■ **Daftar Tugas**
a - Sebutkan secara berurutan semua tahap pengolahan daging kerbau menjadi sate yang diuraikan dalam teks tentang sate kalong.
b - Salin tanpa perubahan baris-baris dalam catatan, mulai dari baris yang memuat "As a warehouse robot's perception module, locate referee" sampai baris yang memuat "228, 188, 290, 352".

=== Halaman ===

UNICEF


Lapar di tengah malam? Saatnya mencoba makanan yang satu ini, sate kalong. Tenang, sate ini bukanlah terbuat dari binatang yang biasa terbang malam. “Ini hanya sebutan,” kata Didi, 45 tahun, pedagang sate kalong di Lemahwungkuk, Kota Cirebon.

Menurut Didi, sate khas Cirebon ini disebut sate kalong karena penjualnya, sejak zaman dulu, berjualan pada malam hari. “Sejak kakek saya berjualan sate, selalu keluar di malam hari,” kata Didi. Saat itu, sekitar 1930-an, Cirebon masih sangat sepi pada malam hari.


Sate kalong dibuat dari daging kerbau. Pemilihan daging kerbau bukan tanpa sebab. Selain untuk membuat beda dengan sate lainnya, juga karena dahulu masih cukup banyak pemeluk agama Hindu di Cirebon. “Untuk menghormati mereka yang tidak memakan sapi, dipilihlah daging kerbau ini untuk dibuat sate,” kata Didi.

Membuat sate dari kerbau cukup mudah. Daging kerbau terlebih dahulu harus direbus. Setelah didapatkan tingkat kematangan yang diinginkan, daging pun dipotong-potong kecil lalu ditusuk. Daging ditusuk bersama daging, urat ditusuk bersama urat.

Sebelum proses pembakaran, daging kerbau dicelupkan ke bumbu rempah-rempah yang dicampur gula, sehingga akan berasa sedikit manis. Sedangkan sate dari urat, sebelum dibakar, juga akan dicelupkan ke bumbu beraroma rempah-rempah, tapi dengan rasa asin. “Sehingga orang bisa memilih, mau yang asin atau manis,” ujar Didi. Ada juga yang mengombinasikan keduanya, rasa asin dan manis di satu piring sajian.

=== Catatan untuk Diolah ===

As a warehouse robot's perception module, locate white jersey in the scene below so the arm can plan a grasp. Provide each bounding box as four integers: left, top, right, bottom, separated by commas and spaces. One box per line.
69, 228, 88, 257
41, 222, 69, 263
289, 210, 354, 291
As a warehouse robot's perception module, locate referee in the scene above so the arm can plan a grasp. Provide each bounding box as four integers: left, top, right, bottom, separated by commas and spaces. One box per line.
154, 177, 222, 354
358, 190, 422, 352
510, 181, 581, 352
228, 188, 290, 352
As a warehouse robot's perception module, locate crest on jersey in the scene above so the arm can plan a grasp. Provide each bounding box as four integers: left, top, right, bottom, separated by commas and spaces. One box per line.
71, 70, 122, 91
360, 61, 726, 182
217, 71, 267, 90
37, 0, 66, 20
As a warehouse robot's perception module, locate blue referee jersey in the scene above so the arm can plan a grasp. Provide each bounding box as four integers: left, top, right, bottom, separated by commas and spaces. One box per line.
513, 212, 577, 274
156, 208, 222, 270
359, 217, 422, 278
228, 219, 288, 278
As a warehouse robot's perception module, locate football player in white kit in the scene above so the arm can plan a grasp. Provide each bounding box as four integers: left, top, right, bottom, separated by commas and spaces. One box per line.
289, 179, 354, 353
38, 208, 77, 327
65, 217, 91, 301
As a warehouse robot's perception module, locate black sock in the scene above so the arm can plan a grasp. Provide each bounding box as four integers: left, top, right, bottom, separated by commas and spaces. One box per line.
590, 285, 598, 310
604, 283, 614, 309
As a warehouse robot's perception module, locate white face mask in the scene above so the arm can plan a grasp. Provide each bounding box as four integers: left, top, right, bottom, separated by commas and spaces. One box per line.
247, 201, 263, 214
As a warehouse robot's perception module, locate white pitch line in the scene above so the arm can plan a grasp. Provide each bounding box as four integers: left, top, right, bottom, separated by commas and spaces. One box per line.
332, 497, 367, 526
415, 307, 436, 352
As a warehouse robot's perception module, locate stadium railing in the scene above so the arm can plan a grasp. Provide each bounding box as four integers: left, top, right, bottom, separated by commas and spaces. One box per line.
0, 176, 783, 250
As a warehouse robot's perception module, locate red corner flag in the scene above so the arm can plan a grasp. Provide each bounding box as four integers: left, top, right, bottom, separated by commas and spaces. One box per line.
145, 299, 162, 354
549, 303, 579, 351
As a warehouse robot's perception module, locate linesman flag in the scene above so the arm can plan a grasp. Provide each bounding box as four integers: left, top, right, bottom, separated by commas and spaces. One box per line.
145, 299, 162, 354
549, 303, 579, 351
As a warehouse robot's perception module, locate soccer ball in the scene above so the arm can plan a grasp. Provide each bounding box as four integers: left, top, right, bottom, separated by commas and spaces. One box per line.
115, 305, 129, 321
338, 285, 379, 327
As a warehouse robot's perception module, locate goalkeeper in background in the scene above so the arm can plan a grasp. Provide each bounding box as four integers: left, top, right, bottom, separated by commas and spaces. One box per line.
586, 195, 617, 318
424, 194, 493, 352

===

■ **Jawaban per Tugas**
a -
1. Daging kerbau direbus hingga mencapai tingkat kematangan yang diinginkan.
2. Daging dipotong-potong kecil.
3. Potongan ditusuk, daging bersama daging dan urat bersama urat.
4. Tusukan dicelupkan ke bumbu rempah-rempah, yang bercampur gula untuk daging dan berasa asin untuk urat.
5. Sate dibakar.

b -
As a warehouse robot's perception module, locate referee in the scene above so the arm can plan a grasp. Provide each bounding box as four integers: left, top, right, bottom, separated by commas and spaces. One box per line.
154, 177, 222, 354
358, 190, 422, 352
510, 181, 581, 352
228, 188, 290, 352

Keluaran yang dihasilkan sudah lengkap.